▶ _WRITTEN REQUEST_
Gather every line of the data below that contains the word "green".

# # # # # # #

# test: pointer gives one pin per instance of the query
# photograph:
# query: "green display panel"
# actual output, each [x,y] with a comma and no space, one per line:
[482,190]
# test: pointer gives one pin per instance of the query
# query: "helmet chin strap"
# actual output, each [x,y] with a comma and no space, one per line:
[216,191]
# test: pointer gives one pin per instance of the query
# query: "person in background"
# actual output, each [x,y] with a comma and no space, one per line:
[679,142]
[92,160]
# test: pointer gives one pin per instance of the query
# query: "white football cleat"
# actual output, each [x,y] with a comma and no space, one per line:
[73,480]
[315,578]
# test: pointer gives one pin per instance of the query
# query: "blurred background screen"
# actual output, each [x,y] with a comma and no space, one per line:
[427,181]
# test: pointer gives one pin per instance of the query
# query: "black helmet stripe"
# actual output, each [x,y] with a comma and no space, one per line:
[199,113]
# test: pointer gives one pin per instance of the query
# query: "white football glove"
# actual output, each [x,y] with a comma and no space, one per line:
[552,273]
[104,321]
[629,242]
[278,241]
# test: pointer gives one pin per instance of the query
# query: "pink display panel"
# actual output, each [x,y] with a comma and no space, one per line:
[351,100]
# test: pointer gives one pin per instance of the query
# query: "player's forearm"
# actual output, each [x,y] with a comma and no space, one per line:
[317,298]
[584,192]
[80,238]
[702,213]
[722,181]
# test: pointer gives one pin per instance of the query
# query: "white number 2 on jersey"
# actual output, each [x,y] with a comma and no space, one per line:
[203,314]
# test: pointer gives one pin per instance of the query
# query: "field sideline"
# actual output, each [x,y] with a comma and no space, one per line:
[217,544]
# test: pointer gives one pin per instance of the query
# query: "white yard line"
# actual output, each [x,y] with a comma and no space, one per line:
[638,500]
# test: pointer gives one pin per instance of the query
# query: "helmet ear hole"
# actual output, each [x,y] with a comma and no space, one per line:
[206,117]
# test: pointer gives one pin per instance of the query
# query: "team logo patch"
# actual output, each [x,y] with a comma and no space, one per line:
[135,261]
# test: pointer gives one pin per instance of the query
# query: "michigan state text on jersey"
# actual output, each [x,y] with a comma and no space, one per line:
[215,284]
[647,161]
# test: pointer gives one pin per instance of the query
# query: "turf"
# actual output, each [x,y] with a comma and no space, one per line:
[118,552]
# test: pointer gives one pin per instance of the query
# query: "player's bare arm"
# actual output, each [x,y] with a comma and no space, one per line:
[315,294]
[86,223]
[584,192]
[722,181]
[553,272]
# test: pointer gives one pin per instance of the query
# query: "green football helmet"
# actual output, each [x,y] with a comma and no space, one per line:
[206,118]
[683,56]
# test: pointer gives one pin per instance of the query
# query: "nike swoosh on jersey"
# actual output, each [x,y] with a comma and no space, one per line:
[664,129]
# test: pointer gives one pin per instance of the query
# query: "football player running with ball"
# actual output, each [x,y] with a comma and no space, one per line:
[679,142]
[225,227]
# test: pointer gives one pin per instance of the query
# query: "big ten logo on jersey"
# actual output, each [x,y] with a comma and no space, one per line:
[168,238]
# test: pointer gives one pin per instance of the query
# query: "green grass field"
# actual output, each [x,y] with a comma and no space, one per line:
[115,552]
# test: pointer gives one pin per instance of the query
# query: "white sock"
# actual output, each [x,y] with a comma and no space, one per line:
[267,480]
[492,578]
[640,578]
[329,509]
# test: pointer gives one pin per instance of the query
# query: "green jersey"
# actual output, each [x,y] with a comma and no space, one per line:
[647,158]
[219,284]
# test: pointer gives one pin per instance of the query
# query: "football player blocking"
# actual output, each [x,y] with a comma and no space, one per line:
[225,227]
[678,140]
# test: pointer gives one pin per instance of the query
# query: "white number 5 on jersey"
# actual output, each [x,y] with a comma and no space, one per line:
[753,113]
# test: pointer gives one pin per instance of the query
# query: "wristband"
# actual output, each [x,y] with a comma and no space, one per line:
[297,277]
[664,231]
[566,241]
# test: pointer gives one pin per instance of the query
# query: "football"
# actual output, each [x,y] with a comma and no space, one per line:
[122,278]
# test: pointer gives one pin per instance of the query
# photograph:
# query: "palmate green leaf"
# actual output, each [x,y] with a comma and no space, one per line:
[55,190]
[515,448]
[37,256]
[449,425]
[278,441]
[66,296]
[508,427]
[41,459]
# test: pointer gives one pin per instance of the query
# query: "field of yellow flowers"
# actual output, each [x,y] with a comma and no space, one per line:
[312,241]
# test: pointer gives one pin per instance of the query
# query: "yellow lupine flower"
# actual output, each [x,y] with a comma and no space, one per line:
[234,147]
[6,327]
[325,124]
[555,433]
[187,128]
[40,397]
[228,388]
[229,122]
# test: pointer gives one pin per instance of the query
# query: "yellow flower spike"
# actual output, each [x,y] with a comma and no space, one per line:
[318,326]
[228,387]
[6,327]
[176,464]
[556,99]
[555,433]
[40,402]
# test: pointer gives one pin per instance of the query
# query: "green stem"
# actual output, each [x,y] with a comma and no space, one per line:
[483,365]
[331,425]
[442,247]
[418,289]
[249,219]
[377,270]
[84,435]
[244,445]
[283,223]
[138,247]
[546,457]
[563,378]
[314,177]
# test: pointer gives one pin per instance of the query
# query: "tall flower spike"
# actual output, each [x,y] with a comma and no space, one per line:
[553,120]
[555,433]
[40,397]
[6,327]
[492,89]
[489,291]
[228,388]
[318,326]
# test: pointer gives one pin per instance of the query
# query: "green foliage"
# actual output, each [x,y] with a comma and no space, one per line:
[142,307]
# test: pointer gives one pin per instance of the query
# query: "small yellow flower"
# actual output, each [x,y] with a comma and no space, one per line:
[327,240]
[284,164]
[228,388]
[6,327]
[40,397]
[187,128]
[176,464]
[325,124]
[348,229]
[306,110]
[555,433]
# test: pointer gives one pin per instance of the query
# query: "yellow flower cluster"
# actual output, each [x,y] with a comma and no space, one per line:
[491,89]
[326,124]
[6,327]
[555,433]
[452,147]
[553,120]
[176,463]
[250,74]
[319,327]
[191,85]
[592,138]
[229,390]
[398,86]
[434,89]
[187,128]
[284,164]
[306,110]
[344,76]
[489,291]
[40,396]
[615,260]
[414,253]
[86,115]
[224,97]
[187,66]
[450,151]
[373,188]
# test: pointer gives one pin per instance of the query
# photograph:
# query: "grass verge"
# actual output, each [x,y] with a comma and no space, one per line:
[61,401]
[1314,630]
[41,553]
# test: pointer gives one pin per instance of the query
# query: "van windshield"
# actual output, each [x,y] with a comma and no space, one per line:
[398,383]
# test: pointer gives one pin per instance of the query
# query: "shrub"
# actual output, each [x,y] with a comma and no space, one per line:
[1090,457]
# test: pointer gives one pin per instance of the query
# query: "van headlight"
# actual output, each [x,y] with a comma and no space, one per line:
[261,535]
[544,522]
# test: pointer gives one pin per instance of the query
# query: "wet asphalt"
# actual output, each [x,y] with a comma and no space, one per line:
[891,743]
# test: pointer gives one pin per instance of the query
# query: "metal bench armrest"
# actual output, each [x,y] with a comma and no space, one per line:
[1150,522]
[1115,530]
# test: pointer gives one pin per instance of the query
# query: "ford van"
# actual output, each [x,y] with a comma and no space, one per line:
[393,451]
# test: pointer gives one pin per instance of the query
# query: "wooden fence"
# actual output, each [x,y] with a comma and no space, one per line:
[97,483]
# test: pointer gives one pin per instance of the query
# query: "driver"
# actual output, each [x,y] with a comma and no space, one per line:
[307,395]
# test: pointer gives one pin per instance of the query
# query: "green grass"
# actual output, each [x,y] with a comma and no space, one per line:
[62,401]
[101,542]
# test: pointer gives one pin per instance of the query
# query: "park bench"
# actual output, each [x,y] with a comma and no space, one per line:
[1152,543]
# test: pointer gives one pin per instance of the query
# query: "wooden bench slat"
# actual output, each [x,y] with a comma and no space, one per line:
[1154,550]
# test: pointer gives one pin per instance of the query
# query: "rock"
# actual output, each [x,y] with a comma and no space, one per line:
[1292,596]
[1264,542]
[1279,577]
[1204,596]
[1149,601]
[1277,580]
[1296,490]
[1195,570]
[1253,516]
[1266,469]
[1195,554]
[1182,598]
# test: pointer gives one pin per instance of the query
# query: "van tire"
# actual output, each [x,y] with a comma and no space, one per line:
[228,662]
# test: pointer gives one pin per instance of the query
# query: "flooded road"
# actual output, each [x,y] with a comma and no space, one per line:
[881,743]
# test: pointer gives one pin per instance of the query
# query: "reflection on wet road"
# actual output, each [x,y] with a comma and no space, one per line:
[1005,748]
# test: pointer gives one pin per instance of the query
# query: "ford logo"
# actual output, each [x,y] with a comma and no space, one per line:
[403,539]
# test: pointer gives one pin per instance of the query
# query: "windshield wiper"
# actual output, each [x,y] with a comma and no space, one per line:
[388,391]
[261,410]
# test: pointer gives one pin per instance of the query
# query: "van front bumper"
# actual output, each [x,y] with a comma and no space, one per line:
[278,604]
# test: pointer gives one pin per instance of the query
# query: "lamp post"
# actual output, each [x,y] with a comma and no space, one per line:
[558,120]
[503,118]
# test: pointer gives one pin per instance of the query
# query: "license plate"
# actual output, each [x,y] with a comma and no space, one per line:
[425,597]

# # # # # # #

▶ _RIGHT ANSWER_
# query: "green display panel"
# query: "green football helmet"
# query: "green grass field"
# query: "green jersey"
# query: "palmate green leaf"
# query: "green stem"
# query: "green foliage"
# query: "green grass"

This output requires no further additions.